_Task to complete_
Continue the profiles of abstract painters below, picking up immediately after the last sentence shown.

_Excerpt_
Amable Arias (Bembibre del Bierzo, León, 1927–San Sebastián, 1984)

A highly original artist, Amable's painting was clearly influenced by art informel. After an early interest in landscapes, the artist gave up figurative art for an abstract work of delicate line and evanescent atmosphere. From 1971 he embellished his paintings with a repertoire of small, vaguely figurative forms painted on abstract backgrounds. A good example of this is Of the invisible II (1972), which expresses in tenuous colours the search for a coherent relation between the rarefied background and the corporeity of the pseudo-characters distributed over the painting.

 

Rafael Balerdi (San Sebastián, 1934 – Alicante, 1992)

After a period of refined painting deployed with a sober palette, of the sort to be seen in Dark Geometric I(1956),Balerdi embraced a gestural version of art informel. Mesh I (1960) is one of his earliest experiences in this mode, and features a lyrical version with a line verging on the Oriental executed in long, clean-limbed strokes on a luminous background. From here on, Balerdi's painting became increasingly complex as he searched for coherence in composition based on organic or mineral motifs enhanced with the kind of intense colouring appreciable in Venice (1964-1972). Between 1980 and 1985 Balerdi painted works on paper exclusively. These are what are known as "chalks", done with pastels and wax crayons on large sheets of brown paper, a good selection of which are included here. From 1985, when he went back to oils, until his death, he produced a large, varied body of mostly abstract work. Even so, his paintings frequently included structures close to landscape and the human figure, which, being deformed by drawing and colour, as in Altea-90 XLII (1990), add a Surrealist touch to his compositions.

 

Néstor Basterretxea (Bermeo, Bizkaia, 1924-Hondarribia, Gipuzkoa, 2014)

_Data block_
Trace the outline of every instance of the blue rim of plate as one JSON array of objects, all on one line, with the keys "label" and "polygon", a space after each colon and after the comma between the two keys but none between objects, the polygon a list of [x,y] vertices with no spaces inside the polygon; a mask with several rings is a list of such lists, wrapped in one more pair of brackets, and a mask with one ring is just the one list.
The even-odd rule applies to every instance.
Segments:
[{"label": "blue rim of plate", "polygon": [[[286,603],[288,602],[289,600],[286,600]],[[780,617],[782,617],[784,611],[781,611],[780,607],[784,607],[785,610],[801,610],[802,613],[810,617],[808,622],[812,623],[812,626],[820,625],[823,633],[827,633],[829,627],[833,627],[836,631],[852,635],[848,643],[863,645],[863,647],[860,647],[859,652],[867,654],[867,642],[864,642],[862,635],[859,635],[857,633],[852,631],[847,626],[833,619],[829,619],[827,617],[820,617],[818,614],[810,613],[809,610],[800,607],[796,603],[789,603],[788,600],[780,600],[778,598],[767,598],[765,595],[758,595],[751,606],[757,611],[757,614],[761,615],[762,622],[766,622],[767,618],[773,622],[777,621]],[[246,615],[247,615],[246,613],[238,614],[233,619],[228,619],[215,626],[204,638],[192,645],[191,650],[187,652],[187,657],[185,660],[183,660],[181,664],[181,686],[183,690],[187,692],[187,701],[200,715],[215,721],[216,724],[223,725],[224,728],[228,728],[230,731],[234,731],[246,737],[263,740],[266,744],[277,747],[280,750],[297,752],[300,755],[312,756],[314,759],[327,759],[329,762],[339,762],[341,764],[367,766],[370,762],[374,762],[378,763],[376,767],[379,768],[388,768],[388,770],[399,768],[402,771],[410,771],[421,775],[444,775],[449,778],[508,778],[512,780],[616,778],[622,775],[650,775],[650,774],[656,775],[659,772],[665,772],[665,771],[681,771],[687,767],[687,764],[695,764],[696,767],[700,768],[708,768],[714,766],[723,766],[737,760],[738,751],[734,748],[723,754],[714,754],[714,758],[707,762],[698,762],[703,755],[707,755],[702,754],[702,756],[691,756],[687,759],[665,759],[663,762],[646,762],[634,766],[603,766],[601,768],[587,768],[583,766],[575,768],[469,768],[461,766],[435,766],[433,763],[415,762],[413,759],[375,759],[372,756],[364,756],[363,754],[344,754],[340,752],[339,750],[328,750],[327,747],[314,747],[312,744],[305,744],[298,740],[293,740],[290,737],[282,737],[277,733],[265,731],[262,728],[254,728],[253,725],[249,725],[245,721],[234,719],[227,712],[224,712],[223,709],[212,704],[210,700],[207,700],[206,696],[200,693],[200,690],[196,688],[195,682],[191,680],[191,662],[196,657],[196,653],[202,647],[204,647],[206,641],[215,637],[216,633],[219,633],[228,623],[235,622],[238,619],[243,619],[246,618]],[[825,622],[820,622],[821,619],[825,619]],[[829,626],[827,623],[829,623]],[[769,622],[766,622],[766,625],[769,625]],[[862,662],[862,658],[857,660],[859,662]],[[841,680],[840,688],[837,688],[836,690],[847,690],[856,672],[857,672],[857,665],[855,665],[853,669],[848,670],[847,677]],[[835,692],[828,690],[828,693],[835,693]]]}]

_Task output_
Basterretxea began as an advertising draughtsman before becoming a self-taught painter. From his earliest period comes Composition from the Cube (1957), a painting based on Cubist-style shapes and forms. In the late 1950s, he started on sculpture with Oteiza, his work notable for the care taken in execution and the combination of abstraction and figuration. A paradigmatic example of this period is to be found in Basque Cosmogonic Series, based on characters and episodes from Basque mythology and dating from 1972 to 1975. In 2008, Basterretxea donated the 18 wood sculptures in the series to the Museum. On display here are Illargi amandre and Eiztaria, both from 1972. Basterretxea also worked in film, design, photography, posters and sculpture, and on several architectural and town-planning projects that never came to fruition. In the 1980s he also worked on a range of site-specific outdoor sculptures.

 

Eduardo Chillida (San Sebastián, 1924 – 2002)

The Museum collection features several major works by Chillida that marked a number of turning-points in his development, which oscillated between an art informel-tinged calligraphy and more compact geometric forms verging on what we might call Spatialism. Iron, alabaster, concrete and terracota were his favoured materials for sculpture. Irons of Tremor II (1956) and Around the Void I (1964) are from two of his best-known series and one of the defining moments of his career. The first was amongst the works he showed in Paris in 1956, which won him international acclaim. As a sort of imitation of the old smithies, Chillida worked iron linearly. In Around the Void I, however, he bent and shaped the metal in a formal geometric development. Gasteiz (1975) evokes Chillida's early architectural studies in an alabaster schema of the layout of the Plaza de los Fueros (Plaza of the Charter Laws) in Vitoria-Gasteiz, which he developed in tandem with local architect Luis Peña Ganchegui. Other works on show reflect the range of the artist's interests in his work, particularly his sculptures for open-air sites.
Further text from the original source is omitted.